··· Material supplied ···

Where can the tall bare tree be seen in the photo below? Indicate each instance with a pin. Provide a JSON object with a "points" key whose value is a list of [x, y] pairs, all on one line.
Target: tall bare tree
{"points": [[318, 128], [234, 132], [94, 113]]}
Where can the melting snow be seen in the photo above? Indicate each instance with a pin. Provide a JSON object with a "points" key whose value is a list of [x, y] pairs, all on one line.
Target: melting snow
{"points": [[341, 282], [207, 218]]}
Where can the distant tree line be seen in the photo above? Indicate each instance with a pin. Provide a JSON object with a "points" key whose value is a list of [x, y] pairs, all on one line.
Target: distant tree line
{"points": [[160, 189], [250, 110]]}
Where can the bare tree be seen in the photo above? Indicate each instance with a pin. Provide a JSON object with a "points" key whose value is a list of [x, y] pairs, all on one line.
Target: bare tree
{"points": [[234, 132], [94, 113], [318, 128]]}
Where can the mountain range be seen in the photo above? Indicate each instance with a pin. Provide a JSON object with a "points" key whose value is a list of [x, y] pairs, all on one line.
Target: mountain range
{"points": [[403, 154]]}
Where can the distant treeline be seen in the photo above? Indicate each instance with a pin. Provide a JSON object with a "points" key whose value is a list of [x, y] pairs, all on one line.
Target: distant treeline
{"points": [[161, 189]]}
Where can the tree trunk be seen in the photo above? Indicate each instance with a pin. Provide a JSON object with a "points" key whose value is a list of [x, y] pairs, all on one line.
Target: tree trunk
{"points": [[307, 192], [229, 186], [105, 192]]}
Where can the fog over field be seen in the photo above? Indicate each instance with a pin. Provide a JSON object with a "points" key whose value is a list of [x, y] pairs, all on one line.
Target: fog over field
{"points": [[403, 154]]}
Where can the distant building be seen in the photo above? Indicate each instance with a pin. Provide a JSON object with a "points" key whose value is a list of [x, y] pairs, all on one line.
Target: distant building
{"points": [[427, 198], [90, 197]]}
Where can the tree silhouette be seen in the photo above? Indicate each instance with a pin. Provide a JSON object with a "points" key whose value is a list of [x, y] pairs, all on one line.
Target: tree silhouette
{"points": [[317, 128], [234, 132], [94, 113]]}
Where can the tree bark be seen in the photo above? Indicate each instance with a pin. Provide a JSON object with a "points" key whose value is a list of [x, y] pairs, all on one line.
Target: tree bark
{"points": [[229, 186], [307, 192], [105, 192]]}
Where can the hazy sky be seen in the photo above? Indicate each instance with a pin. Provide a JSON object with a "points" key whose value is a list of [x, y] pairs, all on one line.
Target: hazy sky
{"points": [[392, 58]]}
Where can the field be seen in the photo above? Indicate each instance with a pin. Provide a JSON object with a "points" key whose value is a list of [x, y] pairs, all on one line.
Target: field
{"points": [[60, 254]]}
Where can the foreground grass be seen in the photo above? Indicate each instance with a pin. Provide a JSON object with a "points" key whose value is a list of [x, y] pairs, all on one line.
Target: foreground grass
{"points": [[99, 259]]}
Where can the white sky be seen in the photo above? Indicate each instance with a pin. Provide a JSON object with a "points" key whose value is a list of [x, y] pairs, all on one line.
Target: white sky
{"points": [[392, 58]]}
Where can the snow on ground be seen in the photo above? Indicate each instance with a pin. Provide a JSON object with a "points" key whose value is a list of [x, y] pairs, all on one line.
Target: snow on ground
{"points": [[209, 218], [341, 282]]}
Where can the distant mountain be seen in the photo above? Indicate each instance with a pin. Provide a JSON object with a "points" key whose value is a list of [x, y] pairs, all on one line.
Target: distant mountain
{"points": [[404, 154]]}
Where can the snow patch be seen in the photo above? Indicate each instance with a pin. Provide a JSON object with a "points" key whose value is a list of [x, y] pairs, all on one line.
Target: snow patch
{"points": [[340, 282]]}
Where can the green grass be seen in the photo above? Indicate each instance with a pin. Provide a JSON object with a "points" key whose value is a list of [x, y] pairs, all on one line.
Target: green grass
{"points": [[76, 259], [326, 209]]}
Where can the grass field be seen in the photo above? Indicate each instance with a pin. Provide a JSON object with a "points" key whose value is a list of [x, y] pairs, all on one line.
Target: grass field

···

• _Given exercise_
Reproduce every line of the material above exactly.

• _The response_
Where can the tall bare tree be seen in the photo below? Indicate each instance with a pin. Provide a JSON object with a "points" key whose value is a list of [x, y] pairs, all on one line.
Target: tall bare tree
{"points": [[318, 128], [234, 132], [94, 113]]}
Where can the melting snow be seen in the photo above? Indicate each instance with a pin. Provide a JSON object with a "points" key whose value is a list of [x, y] pairs, all on one line.
Target: melting snow
{"points": [[341, 282], [207, 218]]}
Where can the distant tree line be seen in the photo above? Indicate each instance with a pin. Provide a JSON object with a "points" key whose value is a list of [x, y] pairs, all on one line.
Target: distant tree line
{"points": [[160, 189], [250, 110]]}
Where can the bare tree be seen in the photo above? Indicate each instance with a pin. Provide a JSON object with a "points" key whose value is a list of [x, y] pairs, all on one line.
Target: bare tree
{"points": [[234, 132], [94, 113], [318, 128]]}
Where can the mountain range be seen in the photo above? Indicate each instance with a pin. Provide a JSON object with a "points" key whose value is a list of [x, y] pairs, all on one line.
Target: mountain range
{"points": [[403, 154]]}
Where can the distant treeline be seen in the photo above? Indicate each instance with a pin. Provide a JSON object with a "points" key whose value is a list of [x, y] pairs, all on one line.
Target: distant treeline
{"points": [[161, 189]]}
Where can the tree trunk be seen in the photo above? Indicate each instance with a pin. Provide a JSON object with a "points" key whose value is a list of [x, y] pairs, all on one line.
Target: tree trunk
{"points": [[307, 192], [229, 186], [105, 192]]}
Where can the fog over field be seen in the photo above? Indicate each instance with a pin. Provide a JSON object with a "points" key whose value is a list of [x, y] pairs, all on one line.
Target: fog over field
{"points": [[403, 154]]}
Where can the distant building be seen in the photo above? Indicate each instance with a pin. Provide a JSON object with a "points" key whose value is a list of [x, y] pairs, all on one line.
Target: distant building
{"points": [[427, 198], [90, 197]]}
Where can the tree silhouette be seen in the photo above? Indicate each instance with a pin. Provide a JSON object with a "points" key whose value is a list of [x, y] pairs, all on one line.
Target: tree silhouette
{"points": [[317, 128], [234, 132], [94, 113]]}
Where can the tree bark be seen in the photo above? Indicate each instance with a pin. Provide a JSON object with a "points" key whose value is a list of [x, y] pairs, all on one line.
Target: tree bark
{"points": [[229, 186], [307, 192], [105, 192]]}
Where can the hazy sky be seen in the photo above? Indicate each instance with a pin. Provide a JSON object with a "points" key whose value is a list of [x, y] pairs, all on one line.
Target: hazy sky
{"points": [[392, 58]]}
Where can the field be seen in the photo above? Indicate each instance with a pin. Provide a JSON object with a "points" key whose value is a list of [x, y] pairs, all on one line.
Target: field
{"points": [[60, 254]]}
Where can the foreground grass be seen in the photo above? Indicate each instance with a pin. Provide a JSON object with a "points" key whose value is a list of [x, y] pairs, all on one line.
Target: foreground grass
{"points": [[99, 259]]}
Where can the white sky be seen in the photo above? Indicate each instance with a pin. Provide a JSON object with a "points" key whose value is a list of [x, y] pairs, all on one line.
Target: white sky
{"points": [[392, 58]]}
Where can the snow on ground be seen in the photo above? Indicate each instance with a pin. Provide a JSON object with a "points" key whose value is a list of [x, y] pairs, all on one line.
Target: snow on ground
{"points": [[209, 218], [341, 282]]}
Where can the distant mountain be seen in the photo above? Indicate each instance with a pin. Provide a JSON object with a "points" key whose value is a list of [x, y] pairs, all on one line.
Target: distant mountain
{"points": [[404, 154]]}
Where can the snow patch be seen in the photo above? Indicate each instance with a pin. Provide a JSON object with a "points" key whose value is a list of [x, y] pairs, all on one line.
Target: snow patch
{"points": [[340, 282]]}
Where can the green grass be seen in the photo above? Indicate each instance with a pin. Provide a JSON object with a "points" key whose value is a list of [x, y] pairs, all on one line.
Target: green grass
{"points": [[76, 259], [326, 209]]}
Where can the grass field be seen in the photo above? Indicate each instance with a pin. Provide a JSON object with a "points" key whose value is a list of [x, y] pairs, all on one line.
Target: grass field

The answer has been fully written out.